Stored data entries
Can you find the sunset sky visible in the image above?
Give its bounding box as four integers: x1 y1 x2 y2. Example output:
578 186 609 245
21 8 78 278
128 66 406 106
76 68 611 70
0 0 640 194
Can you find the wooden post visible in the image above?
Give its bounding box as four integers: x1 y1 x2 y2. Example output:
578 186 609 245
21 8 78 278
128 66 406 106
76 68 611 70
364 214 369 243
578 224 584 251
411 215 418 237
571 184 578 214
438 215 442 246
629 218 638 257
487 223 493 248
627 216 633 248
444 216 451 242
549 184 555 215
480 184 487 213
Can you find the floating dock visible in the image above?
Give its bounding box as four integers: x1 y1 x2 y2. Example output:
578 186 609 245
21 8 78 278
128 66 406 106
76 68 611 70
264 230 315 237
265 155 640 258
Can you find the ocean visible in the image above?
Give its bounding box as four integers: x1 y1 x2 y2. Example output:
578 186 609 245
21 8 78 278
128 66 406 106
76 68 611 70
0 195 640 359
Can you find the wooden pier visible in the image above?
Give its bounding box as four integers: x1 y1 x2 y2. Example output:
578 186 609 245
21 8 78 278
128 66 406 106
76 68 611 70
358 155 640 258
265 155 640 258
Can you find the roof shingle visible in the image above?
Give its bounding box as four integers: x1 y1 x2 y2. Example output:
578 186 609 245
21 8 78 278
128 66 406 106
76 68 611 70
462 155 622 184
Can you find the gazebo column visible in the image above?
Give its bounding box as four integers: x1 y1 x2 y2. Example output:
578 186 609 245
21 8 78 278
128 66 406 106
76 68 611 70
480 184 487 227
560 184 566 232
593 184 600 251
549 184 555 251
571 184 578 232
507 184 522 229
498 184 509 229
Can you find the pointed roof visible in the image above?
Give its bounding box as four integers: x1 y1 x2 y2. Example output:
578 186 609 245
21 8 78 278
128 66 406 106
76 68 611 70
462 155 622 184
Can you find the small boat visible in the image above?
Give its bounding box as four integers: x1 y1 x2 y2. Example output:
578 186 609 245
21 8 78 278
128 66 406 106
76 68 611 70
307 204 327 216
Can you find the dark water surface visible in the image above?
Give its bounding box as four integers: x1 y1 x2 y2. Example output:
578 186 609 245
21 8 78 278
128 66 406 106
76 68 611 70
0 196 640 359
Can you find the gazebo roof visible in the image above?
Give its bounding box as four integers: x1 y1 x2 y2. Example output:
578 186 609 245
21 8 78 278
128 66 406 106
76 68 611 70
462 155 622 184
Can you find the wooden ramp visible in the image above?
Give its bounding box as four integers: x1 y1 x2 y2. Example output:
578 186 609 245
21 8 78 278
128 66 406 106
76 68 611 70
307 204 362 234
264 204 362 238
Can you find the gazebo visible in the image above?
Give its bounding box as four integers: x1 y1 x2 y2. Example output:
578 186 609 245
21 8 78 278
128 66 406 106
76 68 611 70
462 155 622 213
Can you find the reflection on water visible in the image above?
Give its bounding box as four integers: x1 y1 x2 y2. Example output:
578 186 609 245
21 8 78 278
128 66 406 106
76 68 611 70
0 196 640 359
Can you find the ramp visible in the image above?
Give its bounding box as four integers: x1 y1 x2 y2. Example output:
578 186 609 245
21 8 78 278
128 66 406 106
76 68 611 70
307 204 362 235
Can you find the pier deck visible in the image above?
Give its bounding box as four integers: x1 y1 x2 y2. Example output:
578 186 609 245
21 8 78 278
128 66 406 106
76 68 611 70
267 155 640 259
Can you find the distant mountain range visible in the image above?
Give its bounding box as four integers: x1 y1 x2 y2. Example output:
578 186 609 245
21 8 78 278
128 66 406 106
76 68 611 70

Task description
Format every line of the records above as a numbered list and omit any blank lines.

The completed task
1. Can you find the sunset sky visible in the image above?
2. Give its bounding box as four integers: x1 y1 x2 y2. Example output:
3. 578 186 609 245
4. 21 8 78 278
5. 128 66 406 106
6. 76 68 611 70
7. 0 0 640 194
8. Can you find the wooden post visible in the image above?
9. Give its bounding box as four integers: x1 y1 x2 y2. Example output:
10. 578 186 609 245
11. 21 8 78 278
12. 128 66 406 106
13. 76 68 611 70
14. 364 214 369 243
15. 578 224 584 251
16. 411 215 418 237
17. 571 184 578 214
18. 438 215 442 246
19. 629 218 638 257
20. 487 223 493 248
21. 627 216 633 248
22. 444 216 451 242
23. 549 184 555 215
24. 480 184 487 213
25. Can you find the floating dock visible in the image above?
26. Give its bounding box as four integers: x1 y1 x2 y2. Example output:
27. 578 186 609 245
28. 21 8 78 278
29. 128 66 406 106
30. 76 68 611 70
31. 264 230 315 237
32. 265 155 640 258
33. Can you find the ocean visible in the image above?
34. Give its bounding box as four integers: x1 y1 x2 y2. Example output:
35. 578 186 609 245
36. 21 8 78 278
37. 128 66 406 106
38. 76 68 611 70
39. 0 195 640 359
40. Can you find the wooden pier visible in the image above?
41. Give its bounding box as four integers: x1 y1 x2 y2. Example output:
42. 578 186 609 245
43. 21 8 78 278
44. 128 66 406 106
45. 76 68 611 70
46. 358 155 640 258
47. 265 155 640 258
48. Can you find the roof shingle visible in the image above?
49. Give its bounding box as four integers: x1 y1 x2 y2. Example output:
50. 578 186 609 245
51. 21 8 78 278
52. 128 66 406 106
53. 76 68 611 70
54. 462 155 622 184
55. Can you find the gazebo column visible in the image above?
56. Give its bounding box as four integers: x1 y1 x2 y2. Example output:
57. 578 186 609 245
58. 21 8 78 278
59. 128 66 406 106
60. 76 68 611 70
61. 480 184 487 227
62. 560 184 566 232
63. 593 184 600 251
64. 549 184 555 251
65. 571 184 578 232
66. 507 184 522 229
67. 498 184 509 229
68. Can you find the pointed roof visible in the image above?
69. Give its bounding box as four integers: x1 y1 x2 y2. Example output:
70. 578 186 609 245
71. 21 8 78 278
72. 128 66 406 106
73. 76 68 611 70
74. 462 155 622 184
75. Can you find the small boat visible in the image above?
76. Give its bounding box as four integers: x1 y1 x2 y2. Example output:
77. 578 186 609 245
78. 21 8 78 278
79. 128 66 406 106
80. 76 68 611 70
81. 307 204 327 216
82. Can you find the dark water surface visible in the image above?
83. Give its bounding box as four integers: x1 y1 x2 y2. Example output:
84. 578 186 609 245
85. 21 8 78 278
86. 128 66 406 106
87. 76 68 611 70
88. 0 196 640 359
89. Can you find the gazebo roof visible in the image above?
90. Give its bounding box as four integers: x1 y1 x2 y2. Example output:
91. 578 186 609 245
92. 21 8 78 278
93. 128 66 406 106
94. 76 68 611 70
95. 462 155 622 184
96. Can you find the wooden ramp visible in the image above?
97. Give its bounding box as four integers: x1 y1 x2 y2. Example output:
98. 578 186 609 245
99. 21 8 78 278
100. 128 66 406 106
101. 76 68 611 70
102. 307 204 362 234
103. 264 204 362 238
104. Can you find the gazebo visible in the image above?
105. Give its bounding box as four integers: x1 y1 x2 y2. Example output:
106. 578 186 609 245
107. 21 8 78 278
108. 128 66 406 106
109. 76 68 611 70
110. 462 155 622 213
111. Can you find the reflection on water visible in the image above?
112. Give its bounding box as four integers: x1 y1 x2 y2. Example output:
113. 578 186 609 245
114. 21 8 78 278
115. 128 66 406 106
116. 76 68 611 70
117. 0 196 640 359
118. Can you find the ramp visible in the image above?
119. Give its bounding box as four integers: x1 y1 x2 y2. Example output:
120. 578 186 609 245
121. 21 8 78 278
122. 128 66 406 106
123. 76 68 611 70
124. 307 204 362 235
125. Can you find the pier deck visible in the image above?
126. Give its bounding box as four integers: x1 y1 x2 y2. Example output:
127. 578 186 609 245
128. 21 8 78 278
129. 128 66 406 106
130. 76 68 611 70
131. 267 155 640 259
132. Can you find the distant mountain range visible in the image above?
133. Give its bounding box as four integers: x1 y1 x2 y2. Example output:
134. 578 186 609 245
135. 21 8 78 278
136. 128 66 406 106
137. 76 68 611 70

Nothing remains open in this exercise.